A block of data
==================================================

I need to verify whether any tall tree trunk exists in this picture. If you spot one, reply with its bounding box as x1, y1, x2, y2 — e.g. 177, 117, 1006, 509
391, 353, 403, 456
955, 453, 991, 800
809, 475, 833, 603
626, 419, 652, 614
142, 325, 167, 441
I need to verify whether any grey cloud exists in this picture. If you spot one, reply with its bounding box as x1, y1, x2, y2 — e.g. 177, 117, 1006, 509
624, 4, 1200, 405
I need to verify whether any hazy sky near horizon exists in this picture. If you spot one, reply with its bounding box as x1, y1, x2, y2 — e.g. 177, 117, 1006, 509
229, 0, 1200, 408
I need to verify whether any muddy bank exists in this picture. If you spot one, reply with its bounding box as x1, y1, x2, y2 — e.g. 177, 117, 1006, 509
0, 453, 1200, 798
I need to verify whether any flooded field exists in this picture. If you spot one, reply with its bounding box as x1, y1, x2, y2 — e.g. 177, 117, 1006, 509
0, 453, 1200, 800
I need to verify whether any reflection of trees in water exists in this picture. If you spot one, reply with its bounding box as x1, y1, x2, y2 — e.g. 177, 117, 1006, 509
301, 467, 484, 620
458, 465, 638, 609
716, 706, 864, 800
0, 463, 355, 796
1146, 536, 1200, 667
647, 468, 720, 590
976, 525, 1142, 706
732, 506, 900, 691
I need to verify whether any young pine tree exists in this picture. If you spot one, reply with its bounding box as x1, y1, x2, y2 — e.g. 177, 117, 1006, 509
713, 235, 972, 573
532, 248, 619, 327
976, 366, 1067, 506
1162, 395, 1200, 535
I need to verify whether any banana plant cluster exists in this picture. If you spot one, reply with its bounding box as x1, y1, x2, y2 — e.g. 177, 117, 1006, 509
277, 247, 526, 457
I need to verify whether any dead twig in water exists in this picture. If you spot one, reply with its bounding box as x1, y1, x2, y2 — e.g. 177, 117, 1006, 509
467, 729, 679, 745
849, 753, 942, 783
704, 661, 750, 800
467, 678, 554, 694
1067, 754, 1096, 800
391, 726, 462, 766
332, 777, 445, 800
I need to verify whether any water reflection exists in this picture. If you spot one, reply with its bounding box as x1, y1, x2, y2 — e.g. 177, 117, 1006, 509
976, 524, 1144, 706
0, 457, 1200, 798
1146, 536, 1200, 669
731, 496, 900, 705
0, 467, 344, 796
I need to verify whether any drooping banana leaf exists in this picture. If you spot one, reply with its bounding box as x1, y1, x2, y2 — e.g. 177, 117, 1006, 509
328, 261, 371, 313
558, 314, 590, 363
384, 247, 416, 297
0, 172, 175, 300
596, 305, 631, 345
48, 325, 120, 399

==================================================

**WORK TO BE COMPLETED:** Copy out everything from the line containing "I need to verify whether any muddy" down to the line containing "0, 467, 344, 796", requests included, and add -122 to every bounding-box coordinate in the answers while leaving the requests and their sample format unchanged.

**RESPONSE TO THE TASK:**
I need to verify whether any muddy bank exists in this picture. If you spot one, reply with its bounding box as x1, y1, x2, y2 — e.g. 177, 117, 1006, 509
-122, 331, 1078, 676
I need to verify whether any flooded field exists in this picture. If you spot one, reply with its bounding box as x1, y1, x2, y2 — e.g. 177, 117, 1006, 509
-122, 331, 1078, 678
I need to verify whether any reflection of trees in water exists in this picture. If you spot one, reply with its bounding box as x1, y1, x2, y2 — e.g. 177, 117, 1006, 509
179, 345, 362, 498
336, 343, 516, 487
594, 584, 742, 678
-122, 341, 233, 674
1024, 414, 1078, 545
525, 346, 598, 468
854, 403, 1020, 584
610, 384, 778, 569
I need to verify whether any young pine tree exists in this picture. If you spot one, reply with its bounding box as x1, y1, x2, y2 — e.g. 177, 117, 1006, 509
591, 113, 850, 451
410, 126, 497, 205
854, 244, 945, 384
1040, 273, 1078, 413
I need to verify whether any banana plant cluster exists in this picture. If you spot one, reply with its bounding box as x1, y1, x2, y2 — e.g. 177, 117, 1006, 509
155, 125, 404, 335
I need to verify whether any dead twig in water exists in this picture. If you spot one, reply with its bounding box as x1, y1, x2, y2 — e.g. 177, 117, 1006, 509
345, 607, 557, 623
727, 631, 820, 661
582, 539, 628, 678
345, 556, 432, 572
945, 632, 974, 678
269, 604, 340, 644
210, 655, 323, 678
I need to verify whether any water reflection exists in this picture. If you spot one, reply with its bounding box as x1, y1, x2, y2 — e.g. 177, 117, 1006, 509
854, 402, 1022, 584
-122, 335, 1078, 676
1024, 414, 1078, 547
609, 374, 778, 583
-122, 345, 222, 674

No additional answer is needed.